■ **任务要求 A**:
根据测地距离半监督增强一文回答:
(i) 该文刊登在哪本期刊的哪一年、哪一卷哪一期,页码是多少?
(ii) 袁媛所属的单位是什么?
(iii) 以往的半监督增强学习主要用什么来度量样本间的相似度?
■ **任务要求 B**:
接着测地距离半监督增强一文停下的地方往下写一小段。
### 选定文本
计算机工程与应用 ›› 2011, Vol. 47 ›› Issue (21): 202-204.

• 图形、图像、模式识别 • 上一篇    下一篇

基于测地距离的半监督增强

刘志勇1,2,袁 媛3   

  1. 1.深圳职业技术学院 工业中心,广东 深圳 518055
    2.中山大学 数学与计算科学学院,广州 510275
    3.深圳职业技术学院 汽车与交通学院,广东 深圳 518055
  • 收稿日期:1900-01-01 修回日期:1900-01-01 出版日期:2011-07-21 发布日期:2011-07-21

Semi-supervised boosting based on geodesic distance

LIU Zhiyong1,2,YUAN Yuan3   

  1. 1.Industry Center,Shenzhen Polytechnic,Shenzhen,Guangdong 518055,China
    2.School of Mathematics and Computational Science,Sun Yat-Sen University,Guangzhou 510275,China
    3.School of Automotive and Transportation,Shenzhen Polytechnic,Shenzhen,Guangdong 518055,China
  • Received:1900-01-01 Revised:1900-01-01 Online:2011-07-21 Published:2011-07-21

摘要: 在许多模式识别任务中,研究者常常使用有标记样本的信息,而忽略无标记样本信息,但在现实生活中有标记样本的获得可能需要花费大量的人力、物力、财力,而无标记数据的获得却相对容易得多。如何利用无标记的数据来增强分类器的性能成为近年来模式识别中的研究热点。在以往的半监督增强学习中,主要是根据无标记样本和有标记样本的相似度来利用无标记样本的,相似度主要使用欧氏距离来度量,而欧氏距离只反映样本间的空间位置关系,没有反映样本间的流形信息。因此,提出了基于测地距离的半监督增强学习算法,从而可以反映样本空间的流形信息。多个数据库上的实验结果表明提出算法的有效性。
######
### 可用数据
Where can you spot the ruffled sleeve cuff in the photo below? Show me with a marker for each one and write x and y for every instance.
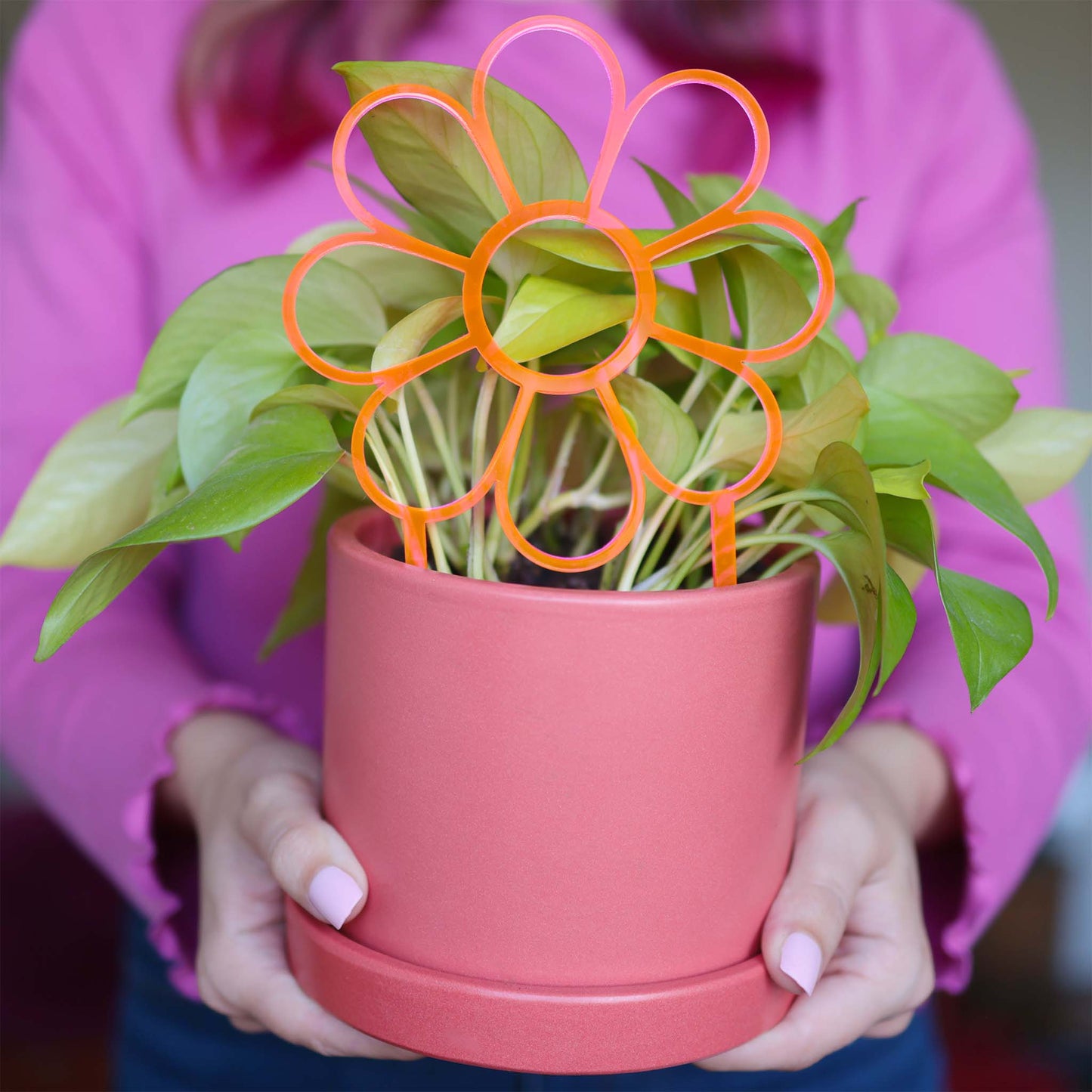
######
■ **任务输出 A**:
(i) 《计算机工程与应用》2011年第47卷第21期,第202–204页。
(ii) 深圳职业技术学院汽车与交通学院。
(iii) 欧氏距离。

■ **任务输出 B**:
关键词: 测地距离, 半监督学习, 流形, 增强

Abstract: In many pattern recognition tasks,people often use the labeled samples.But the labeled sample may be time consuming to obtain,and sometimes human effort is needed.Then it is expensive to get while unlabeled data is much cheaper to obtain.Therefore,utilizing unlabeled data to boost the classifier has received a significant interest in pattern recognition in recent years.In semi-supervised learning,the unlabeled data is taken into account by the similarity between unlabeled data and labeled data.In the usual semi-boosting,people use the Euclidean distance to compute the similarity.However,the Euclidean distance only reflects the spatial relationship and ignores the manifold information.So this paper presents a semi-supervised boosting algorithm based on the geodesic distance,and then the manifold information in the sample space is reflected.The experimental results on the public data sets reveal that the proposed method can get encouraging recognition accuracy.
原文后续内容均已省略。